> **Exercise**
Answer these questions from the passage on joint health and inflammation:
(a) About how many North Americans have some form of arthritis?
(b) Which members of the nightshade family can aggravate some individuals?
(c) What does the word "arthritis" mean?

> **Supplied passage**
Joint Health and Beating Inflammation
The colder temperatures and rainy days of fall always bring arthritis to mind for me, as many of my older patients in particular suffer from this condition.
About 50 million North Americans (approximately one in seven!) have some form of arthritis. In another 20 years, as baby boomers grow older and people live longer, close to 70 million people in Canada and the United States will have arthritis.
Arthritis means inflammation. The most common arthritic conditions are osteoarthritis, rheumatoid arthritis, gout, lupus and fibromyalgia. Inflammation can also contribute to many other conditions such as heart disease, cancer, Alzheimer’s and digestive disorders (Crohn’s and Ulcerative colitis), to name a few. Severity can range from mild to crippling, and may even be life threatening in certain cases.
Usually a family history, the wear and tear of aging, previous joint damage and injury are contributing factors for arthritis and inflammation.
Another factor for inflammation can be the immune system. Food allergies may be a hidden cause of chronic inflammation in a joint, and are often linked to immune system dysfunction. Known food allergens and foods that can be “pro-inflammatory” include red meat, hydrogenated fats, refined sugars, dairy, gluten and caffeine. All of these foods can worsen symptoms and should be eliminated if arthritis is present. Members of the nightshade family (tomatoes, potatoes, peppers and eggplant) can also aggravate some individuals.

> **Stored rows**
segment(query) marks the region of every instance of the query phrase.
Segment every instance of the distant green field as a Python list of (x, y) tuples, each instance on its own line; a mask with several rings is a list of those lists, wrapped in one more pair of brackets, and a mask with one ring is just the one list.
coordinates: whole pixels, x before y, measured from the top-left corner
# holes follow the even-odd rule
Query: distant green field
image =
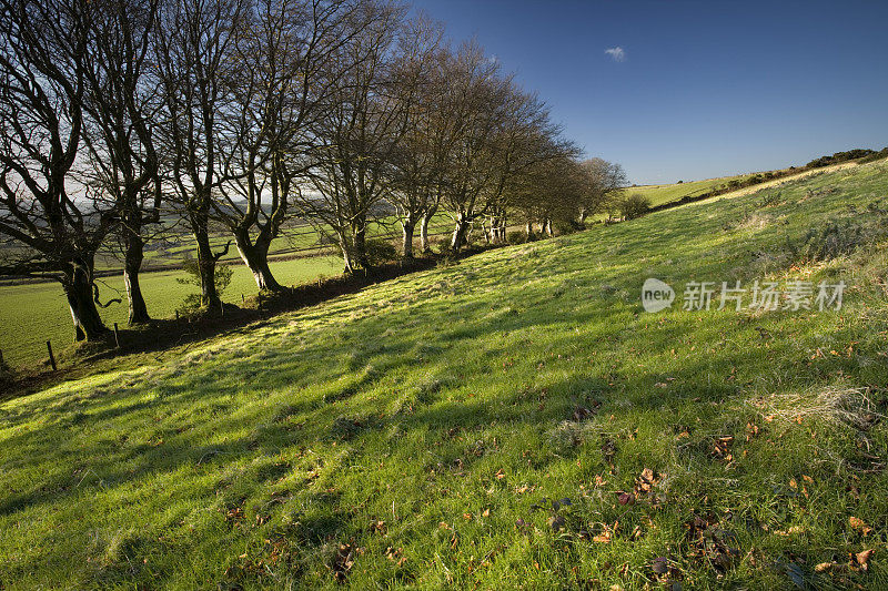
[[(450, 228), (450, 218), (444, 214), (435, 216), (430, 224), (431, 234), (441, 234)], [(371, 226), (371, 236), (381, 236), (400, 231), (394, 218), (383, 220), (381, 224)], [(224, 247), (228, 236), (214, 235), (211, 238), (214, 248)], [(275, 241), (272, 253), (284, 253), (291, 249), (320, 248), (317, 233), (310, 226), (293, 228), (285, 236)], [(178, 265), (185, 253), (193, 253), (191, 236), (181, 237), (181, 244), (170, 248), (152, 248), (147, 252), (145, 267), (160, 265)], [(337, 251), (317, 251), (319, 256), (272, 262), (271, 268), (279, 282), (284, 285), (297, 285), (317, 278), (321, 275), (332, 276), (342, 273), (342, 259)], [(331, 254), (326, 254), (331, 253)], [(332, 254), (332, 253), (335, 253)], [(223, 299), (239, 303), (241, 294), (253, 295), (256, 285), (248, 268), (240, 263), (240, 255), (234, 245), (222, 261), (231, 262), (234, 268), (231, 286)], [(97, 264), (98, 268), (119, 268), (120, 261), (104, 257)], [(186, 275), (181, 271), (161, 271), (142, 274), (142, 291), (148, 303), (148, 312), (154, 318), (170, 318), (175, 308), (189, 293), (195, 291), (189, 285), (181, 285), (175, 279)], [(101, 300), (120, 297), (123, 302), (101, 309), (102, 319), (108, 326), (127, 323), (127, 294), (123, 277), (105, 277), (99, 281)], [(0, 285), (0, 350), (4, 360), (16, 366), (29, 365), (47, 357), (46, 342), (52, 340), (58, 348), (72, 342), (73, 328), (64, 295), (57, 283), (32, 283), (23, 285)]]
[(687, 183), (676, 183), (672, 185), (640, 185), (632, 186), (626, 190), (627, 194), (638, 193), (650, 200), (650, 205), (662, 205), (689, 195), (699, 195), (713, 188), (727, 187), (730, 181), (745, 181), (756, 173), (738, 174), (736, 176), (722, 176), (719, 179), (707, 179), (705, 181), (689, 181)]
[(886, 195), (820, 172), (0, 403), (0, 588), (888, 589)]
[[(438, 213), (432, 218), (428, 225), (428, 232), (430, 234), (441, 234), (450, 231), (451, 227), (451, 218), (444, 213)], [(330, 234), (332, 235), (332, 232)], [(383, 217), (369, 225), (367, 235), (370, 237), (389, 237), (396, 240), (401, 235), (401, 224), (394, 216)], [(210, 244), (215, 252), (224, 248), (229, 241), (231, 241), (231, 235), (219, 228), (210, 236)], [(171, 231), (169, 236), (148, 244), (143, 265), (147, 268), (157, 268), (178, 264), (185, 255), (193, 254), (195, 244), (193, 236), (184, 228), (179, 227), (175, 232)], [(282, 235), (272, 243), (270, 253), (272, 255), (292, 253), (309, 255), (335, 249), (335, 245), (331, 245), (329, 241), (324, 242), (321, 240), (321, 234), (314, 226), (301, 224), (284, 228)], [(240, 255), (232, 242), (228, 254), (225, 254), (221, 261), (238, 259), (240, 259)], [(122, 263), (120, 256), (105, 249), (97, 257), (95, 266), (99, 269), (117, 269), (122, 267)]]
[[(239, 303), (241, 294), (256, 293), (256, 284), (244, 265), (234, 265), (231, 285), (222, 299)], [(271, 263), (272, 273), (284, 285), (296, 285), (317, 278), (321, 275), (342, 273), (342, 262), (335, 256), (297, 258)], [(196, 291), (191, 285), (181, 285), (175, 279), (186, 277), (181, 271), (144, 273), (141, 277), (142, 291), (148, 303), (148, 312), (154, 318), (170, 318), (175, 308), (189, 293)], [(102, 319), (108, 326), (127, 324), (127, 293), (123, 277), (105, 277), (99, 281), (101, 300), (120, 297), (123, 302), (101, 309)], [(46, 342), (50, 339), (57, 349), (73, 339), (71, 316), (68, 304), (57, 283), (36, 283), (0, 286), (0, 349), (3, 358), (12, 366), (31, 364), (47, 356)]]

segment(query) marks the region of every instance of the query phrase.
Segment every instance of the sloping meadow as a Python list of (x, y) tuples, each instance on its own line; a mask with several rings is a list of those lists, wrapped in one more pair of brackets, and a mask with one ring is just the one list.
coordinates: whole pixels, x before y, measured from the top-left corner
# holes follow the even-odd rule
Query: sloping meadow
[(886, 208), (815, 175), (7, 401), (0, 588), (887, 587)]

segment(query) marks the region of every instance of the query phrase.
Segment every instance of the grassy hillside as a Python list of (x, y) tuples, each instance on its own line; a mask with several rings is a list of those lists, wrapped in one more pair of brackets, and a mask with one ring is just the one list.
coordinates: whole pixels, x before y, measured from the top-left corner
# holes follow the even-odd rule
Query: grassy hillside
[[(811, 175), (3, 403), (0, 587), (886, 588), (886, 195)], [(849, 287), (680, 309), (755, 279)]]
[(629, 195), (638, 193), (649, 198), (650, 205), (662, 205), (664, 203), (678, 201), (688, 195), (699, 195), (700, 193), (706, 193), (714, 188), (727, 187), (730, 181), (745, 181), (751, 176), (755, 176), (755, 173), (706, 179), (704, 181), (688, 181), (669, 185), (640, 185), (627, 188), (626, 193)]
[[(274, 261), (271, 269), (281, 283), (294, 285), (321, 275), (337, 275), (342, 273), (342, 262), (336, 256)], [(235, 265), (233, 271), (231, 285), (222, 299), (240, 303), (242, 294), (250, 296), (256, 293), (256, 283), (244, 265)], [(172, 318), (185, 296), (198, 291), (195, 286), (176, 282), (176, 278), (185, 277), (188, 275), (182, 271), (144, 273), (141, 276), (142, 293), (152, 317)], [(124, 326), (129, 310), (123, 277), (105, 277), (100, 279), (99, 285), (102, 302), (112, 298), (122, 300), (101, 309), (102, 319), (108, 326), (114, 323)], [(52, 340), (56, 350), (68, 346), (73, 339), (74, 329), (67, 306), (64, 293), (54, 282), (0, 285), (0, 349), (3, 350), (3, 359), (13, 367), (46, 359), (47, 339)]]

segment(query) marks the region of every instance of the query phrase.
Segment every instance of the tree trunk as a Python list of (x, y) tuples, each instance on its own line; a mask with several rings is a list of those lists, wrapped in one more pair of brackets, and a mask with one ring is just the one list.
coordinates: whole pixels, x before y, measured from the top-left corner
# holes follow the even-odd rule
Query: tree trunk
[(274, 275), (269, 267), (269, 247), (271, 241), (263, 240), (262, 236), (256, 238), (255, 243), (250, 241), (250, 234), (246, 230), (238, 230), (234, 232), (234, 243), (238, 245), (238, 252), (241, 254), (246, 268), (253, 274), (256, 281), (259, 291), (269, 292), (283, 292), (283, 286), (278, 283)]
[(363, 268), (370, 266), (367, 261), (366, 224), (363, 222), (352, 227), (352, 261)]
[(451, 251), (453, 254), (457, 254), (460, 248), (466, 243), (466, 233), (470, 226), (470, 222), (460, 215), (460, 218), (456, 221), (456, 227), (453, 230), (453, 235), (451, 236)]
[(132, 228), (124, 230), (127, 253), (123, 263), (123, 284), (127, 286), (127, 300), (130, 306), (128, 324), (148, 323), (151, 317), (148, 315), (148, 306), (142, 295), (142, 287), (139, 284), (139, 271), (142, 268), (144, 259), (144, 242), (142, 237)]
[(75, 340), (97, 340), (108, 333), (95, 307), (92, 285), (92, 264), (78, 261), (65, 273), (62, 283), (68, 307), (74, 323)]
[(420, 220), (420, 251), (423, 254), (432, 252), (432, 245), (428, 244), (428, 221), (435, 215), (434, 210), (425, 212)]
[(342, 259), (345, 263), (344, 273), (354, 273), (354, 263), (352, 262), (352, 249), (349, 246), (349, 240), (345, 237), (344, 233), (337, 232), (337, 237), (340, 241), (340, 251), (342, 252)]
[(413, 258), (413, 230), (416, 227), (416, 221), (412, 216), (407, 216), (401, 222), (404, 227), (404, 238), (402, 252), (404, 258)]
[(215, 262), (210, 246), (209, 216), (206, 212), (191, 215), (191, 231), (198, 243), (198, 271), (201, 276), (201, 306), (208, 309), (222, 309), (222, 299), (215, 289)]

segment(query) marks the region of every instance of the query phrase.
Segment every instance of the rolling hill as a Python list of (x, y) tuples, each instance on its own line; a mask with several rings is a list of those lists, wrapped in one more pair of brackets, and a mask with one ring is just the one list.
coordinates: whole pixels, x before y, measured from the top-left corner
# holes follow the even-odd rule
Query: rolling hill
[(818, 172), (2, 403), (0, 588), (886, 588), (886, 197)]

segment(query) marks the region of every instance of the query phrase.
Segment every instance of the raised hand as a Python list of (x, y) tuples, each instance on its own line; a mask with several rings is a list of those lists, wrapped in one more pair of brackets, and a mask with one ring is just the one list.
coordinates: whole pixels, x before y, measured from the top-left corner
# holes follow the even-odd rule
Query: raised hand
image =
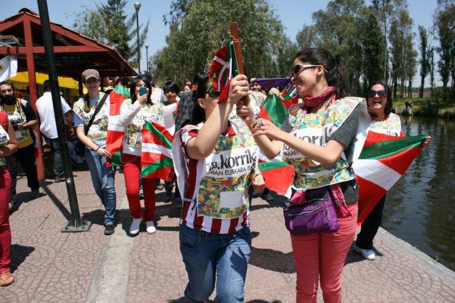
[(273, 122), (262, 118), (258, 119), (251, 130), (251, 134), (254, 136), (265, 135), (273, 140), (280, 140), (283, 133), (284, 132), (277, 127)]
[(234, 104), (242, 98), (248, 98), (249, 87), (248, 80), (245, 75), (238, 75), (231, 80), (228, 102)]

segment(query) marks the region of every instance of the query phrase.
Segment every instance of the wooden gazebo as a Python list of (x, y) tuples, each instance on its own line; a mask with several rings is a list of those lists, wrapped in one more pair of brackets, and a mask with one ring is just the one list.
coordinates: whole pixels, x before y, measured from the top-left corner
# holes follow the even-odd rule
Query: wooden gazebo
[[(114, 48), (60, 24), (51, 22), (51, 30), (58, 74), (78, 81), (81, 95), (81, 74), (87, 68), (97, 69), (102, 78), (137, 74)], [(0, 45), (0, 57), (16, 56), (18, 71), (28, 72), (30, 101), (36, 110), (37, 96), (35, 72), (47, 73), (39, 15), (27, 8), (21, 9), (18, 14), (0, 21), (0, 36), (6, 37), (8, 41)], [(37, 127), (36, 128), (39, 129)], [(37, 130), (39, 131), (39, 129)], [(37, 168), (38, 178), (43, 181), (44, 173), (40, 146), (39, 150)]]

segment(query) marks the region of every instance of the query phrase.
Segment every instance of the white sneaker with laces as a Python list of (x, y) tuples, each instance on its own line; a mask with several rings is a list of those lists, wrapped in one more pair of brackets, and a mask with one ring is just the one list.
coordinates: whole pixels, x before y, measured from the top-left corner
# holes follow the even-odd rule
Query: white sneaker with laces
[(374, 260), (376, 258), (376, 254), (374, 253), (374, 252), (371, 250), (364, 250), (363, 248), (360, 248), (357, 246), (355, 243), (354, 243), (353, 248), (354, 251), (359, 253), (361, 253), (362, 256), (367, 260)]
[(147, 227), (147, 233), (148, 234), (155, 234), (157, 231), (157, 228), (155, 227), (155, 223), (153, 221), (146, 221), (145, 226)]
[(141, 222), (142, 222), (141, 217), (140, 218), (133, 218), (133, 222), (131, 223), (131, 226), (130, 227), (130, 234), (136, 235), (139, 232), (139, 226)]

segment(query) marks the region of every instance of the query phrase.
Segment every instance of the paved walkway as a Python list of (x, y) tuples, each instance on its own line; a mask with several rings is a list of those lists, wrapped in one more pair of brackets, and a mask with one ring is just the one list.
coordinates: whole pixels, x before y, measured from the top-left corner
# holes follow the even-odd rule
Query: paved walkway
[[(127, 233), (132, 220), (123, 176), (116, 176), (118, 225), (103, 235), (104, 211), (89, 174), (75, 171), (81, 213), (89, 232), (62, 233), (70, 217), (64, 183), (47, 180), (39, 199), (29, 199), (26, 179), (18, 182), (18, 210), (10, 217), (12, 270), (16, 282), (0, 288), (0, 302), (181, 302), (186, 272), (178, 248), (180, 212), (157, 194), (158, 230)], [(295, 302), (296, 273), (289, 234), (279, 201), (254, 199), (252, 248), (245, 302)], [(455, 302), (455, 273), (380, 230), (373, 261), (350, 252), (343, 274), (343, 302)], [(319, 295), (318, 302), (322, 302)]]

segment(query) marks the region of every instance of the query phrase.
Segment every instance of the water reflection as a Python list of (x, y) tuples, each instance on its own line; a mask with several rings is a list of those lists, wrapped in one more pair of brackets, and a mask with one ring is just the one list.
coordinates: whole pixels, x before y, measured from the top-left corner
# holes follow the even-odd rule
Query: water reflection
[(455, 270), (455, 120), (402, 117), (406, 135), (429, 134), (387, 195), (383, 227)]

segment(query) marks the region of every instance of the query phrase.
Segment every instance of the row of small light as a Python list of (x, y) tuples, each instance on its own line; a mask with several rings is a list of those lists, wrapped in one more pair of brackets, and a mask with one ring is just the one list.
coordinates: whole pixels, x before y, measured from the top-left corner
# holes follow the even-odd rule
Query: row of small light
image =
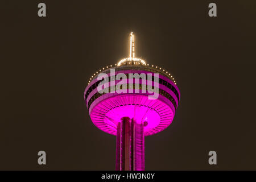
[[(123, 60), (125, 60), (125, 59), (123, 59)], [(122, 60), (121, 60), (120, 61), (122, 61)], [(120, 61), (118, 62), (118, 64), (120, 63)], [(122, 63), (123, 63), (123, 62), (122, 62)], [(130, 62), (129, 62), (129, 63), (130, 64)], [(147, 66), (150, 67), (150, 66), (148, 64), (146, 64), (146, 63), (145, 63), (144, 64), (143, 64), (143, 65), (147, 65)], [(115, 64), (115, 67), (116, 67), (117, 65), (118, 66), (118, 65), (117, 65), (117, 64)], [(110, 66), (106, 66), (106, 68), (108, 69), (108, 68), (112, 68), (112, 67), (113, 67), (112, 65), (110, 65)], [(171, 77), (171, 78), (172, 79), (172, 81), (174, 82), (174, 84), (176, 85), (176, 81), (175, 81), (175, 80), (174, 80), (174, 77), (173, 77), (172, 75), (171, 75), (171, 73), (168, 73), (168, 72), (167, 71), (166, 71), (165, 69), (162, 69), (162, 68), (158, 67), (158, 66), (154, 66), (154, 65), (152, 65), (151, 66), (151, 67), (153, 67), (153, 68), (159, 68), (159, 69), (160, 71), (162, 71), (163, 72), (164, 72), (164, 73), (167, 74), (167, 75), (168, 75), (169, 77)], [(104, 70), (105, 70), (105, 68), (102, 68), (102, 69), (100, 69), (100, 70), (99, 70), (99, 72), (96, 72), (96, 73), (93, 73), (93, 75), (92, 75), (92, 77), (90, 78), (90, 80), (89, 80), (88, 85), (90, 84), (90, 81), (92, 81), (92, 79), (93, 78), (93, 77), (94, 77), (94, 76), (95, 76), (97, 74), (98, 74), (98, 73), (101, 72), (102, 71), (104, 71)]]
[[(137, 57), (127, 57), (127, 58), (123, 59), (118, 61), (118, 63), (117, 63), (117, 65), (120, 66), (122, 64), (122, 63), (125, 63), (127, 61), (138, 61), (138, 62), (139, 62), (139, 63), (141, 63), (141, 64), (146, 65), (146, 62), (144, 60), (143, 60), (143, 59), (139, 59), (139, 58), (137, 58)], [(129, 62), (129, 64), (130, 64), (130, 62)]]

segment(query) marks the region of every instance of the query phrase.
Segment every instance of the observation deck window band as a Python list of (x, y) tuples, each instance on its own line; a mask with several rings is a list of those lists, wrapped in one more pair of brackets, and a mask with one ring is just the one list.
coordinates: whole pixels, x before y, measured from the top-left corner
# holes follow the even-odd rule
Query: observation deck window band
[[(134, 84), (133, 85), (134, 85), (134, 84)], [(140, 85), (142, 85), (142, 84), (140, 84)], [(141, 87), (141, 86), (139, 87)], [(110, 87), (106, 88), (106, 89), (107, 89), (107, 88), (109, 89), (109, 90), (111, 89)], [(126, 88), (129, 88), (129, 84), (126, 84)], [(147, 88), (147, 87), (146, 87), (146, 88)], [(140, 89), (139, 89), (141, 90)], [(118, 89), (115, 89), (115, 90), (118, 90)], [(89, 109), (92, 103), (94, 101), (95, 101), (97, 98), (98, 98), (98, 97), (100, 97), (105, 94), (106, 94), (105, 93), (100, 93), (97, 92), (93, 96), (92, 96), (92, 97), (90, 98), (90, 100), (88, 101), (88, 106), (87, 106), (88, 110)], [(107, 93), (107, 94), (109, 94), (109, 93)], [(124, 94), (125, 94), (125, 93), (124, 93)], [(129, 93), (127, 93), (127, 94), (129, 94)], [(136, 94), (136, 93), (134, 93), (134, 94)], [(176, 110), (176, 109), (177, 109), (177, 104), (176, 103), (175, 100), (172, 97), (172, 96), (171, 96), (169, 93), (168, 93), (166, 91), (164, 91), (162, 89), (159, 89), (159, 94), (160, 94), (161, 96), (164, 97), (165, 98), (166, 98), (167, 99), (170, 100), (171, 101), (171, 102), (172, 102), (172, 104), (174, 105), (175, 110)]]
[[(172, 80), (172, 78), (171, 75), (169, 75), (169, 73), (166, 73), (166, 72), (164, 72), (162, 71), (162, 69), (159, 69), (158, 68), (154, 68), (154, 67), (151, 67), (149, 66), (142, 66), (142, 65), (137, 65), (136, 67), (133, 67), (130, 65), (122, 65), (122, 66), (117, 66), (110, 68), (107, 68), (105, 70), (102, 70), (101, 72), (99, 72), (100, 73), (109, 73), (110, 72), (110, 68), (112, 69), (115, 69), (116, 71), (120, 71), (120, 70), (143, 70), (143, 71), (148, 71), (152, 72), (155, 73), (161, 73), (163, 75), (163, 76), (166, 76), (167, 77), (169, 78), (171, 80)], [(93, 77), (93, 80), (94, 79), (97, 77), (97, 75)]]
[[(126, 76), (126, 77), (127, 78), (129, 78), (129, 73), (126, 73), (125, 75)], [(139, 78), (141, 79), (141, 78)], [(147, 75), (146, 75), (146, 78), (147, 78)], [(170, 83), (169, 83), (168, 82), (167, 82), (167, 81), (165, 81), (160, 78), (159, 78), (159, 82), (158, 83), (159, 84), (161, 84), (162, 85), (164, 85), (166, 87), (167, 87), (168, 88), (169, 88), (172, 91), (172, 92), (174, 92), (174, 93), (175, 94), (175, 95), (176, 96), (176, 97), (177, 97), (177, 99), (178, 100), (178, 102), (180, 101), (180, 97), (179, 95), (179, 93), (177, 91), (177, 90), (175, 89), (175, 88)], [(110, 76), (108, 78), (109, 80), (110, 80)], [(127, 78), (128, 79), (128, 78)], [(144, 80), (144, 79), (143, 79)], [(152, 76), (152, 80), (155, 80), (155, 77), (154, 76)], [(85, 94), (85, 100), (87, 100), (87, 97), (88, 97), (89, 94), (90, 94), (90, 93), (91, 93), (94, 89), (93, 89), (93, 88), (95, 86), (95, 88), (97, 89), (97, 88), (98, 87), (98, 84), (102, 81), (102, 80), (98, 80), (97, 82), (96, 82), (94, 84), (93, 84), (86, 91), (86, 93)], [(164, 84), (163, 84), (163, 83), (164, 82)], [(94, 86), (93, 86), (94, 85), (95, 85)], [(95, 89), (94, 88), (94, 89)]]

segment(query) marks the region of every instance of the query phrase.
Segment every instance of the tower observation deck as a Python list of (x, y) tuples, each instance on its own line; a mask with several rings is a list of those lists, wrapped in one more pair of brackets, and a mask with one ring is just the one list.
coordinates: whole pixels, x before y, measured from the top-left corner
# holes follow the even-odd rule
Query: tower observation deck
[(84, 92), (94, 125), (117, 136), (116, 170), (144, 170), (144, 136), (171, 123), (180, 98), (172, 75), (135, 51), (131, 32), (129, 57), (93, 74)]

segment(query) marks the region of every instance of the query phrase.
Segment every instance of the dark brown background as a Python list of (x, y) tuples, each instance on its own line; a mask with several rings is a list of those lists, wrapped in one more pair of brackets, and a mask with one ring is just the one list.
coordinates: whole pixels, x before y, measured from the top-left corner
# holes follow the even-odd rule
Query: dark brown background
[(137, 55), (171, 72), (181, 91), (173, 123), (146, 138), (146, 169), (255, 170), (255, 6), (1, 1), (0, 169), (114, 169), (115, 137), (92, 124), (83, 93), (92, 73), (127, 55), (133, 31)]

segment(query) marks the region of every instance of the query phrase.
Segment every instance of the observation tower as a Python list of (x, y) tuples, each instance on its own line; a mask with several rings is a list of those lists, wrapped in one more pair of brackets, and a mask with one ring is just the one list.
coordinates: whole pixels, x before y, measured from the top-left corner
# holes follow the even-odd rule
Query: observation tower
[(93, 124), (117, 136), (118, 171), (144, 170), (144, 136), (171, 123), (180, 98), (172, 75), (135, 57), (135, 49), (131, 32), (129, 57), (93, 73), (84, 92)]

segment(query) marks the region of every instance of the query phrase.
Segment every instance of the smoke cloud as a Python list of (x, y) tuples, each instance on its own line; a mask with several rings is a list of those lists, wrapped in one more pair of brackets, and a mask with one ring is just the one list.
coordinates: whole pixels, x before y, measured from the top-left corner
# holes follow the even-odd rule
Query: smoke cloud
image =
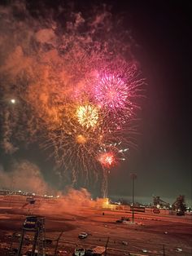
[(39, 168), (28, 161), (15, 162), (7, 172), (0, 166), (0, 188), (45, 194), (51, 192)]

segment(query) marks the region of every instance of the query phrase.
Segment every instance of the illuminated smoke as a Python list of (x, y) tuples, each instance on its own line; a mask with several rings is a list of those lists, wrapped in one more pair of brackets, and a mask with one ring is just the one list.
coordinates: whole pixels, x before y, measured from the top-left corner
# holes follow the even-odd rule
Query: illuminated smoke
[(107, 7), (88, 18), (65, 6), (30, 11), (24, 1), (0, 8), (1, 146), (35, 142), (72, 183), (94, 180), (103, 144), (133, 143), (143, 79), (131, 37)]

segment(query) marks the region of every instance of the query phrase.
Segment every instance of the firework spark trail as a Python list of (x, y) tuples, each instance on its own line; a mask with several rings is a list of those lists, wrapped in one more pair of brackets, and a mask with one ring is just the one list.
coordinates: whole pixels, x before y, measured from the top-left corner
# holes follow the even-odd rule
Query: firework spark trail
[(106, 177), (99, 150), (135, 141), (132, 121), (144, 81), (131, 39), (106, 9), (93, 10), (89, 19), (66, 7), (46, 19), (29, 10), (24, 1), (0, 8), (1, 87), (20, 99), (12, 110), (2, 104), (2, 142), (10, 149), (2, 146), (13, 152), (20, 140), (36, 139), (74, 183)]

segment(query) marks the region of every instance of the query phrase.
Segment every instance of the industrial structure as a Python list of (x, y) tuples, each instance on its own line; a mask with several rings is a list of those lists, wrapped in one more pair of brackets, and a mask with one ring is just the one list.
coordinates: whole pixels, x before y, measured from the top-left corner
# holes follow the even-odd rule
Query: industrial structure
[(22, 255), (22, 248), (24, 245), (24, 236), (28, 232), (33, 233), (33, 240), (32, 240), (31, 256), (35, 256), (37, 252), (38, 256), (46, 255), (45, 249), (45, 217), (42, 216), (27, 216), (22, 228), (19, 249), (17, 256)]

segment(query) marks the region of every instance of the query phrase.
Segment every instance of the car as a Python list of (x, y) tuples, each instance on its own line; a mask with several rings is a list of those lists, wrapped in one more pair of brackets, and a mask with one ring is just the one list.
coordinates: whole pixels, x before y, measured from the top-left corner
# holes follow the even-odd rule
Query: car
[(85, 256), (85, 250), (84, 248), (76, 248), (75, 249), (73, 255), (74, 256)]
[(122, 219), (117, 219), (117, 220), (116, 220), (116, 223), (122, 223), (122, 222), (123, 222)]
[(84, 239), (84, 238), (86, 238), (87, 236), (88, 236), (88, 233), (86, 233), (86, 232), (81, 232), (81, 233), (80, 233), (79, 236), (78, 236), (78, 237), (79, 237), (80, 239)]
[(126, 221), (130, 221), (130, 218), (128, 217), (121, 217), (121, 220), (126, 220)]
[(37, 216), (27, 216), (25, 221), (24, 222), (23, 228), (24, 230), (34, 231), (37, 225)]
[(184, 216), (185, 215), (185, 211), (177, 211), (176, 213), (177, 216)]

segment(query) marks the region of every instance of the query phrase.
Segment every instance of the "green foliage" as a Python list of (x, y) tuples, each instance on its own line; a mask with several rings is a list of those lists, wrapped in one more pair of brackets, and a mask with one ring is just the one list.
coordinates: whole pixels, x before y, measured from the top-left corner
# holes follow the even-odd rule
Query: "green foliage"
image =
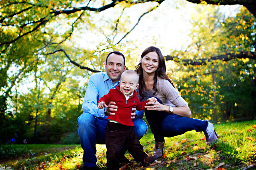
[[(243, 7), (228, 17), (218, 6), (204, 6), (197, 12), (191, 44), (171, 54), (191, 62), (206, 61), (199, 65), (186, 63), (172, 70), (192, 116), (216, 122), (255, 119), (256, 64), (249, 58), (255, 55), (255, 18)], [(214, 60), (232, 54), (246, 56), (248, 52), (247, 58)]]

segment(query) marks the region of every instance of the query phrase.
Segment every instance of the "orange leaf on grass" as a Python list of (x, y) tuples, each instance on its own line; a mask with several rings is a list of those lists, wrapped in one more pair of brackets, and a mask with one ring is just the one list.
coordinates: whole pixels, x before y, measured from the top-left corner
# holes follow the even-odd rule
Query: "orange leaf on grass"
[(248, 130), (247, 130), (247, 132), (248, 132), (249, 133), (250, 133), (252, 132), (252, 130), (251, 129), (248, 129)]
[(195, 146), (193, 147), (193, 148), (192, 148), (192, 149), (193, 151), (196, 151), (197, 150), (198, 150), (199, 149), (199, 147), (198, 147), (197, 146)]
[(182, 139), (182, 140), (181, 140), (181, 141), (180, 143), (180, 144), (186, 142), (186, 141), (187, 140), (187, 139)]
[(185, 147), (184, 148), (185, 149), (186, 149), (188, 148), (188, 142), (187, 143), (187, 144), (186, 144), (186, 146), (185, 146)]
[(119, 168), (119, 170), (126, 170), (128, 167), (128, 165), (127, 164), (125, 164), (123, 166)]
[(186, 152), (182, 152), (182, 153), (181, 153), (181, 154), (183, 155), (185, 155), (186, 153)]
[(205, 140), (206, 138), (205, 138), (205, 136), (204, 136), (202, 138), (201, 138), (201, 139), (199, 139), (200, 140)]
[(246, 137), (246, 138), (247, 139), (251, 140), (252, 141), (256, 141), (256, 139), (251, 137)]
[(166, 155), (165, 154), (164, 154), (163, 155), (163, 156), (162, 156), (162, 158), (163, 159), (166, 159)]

> **Reply**
(a) About 50 million, approximately one in seven.
(b) Tomatoes, potatoes, peppers and eggplant.
(c) Inflammation.